[Task data — start]

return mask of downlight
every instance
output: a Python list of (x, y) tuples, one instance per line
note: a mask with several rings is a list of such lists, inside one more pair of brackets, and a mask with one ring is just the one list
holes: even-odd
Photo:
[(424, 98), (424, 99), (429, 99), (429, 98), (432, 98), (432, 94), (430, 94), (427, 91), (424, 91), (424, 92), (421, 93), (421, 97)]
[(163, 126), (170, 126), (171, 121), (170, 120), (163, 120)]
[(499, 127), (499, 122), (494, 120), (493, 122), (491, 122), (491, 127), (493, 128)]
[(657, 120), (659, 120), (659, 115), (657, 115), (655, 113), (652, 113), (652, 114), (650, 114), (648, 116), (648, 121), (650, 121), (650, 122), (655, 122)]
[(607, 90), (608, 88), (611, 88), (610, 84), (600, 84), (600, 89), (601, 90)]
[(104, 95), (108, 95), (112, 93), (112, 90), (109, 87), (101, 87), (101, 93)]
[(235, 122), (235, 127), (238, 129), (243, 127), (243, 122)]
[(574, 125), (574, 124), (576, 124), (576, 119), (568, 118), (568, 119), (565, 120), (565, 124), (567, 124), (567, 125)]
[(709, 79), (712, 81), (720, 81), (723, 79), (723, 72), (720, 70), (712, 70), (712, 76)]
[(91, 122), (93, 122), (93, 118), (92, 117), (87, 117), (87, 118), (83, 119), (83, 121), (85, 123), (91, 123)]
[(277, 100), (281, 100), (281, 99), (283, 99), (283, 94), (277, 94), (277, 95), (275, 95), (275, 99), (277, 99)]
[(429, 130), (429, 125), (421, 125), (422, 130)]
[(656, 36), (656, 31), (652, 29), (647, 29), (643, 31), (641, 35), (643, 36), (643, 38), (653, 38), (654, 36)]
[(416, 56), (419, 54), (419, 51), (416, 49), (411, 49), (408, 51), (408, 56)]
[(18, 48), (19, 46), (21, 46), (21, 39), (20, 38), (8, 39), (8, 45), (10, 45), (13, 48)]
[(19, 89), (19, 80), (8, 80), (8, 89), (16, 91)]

[Task data — finish]

_Assignment_. Isolate each line of the listing above that includes "instance". Copy it.

_Output_.
every instance
output: a Python list of (x, y) tuples, one instance per line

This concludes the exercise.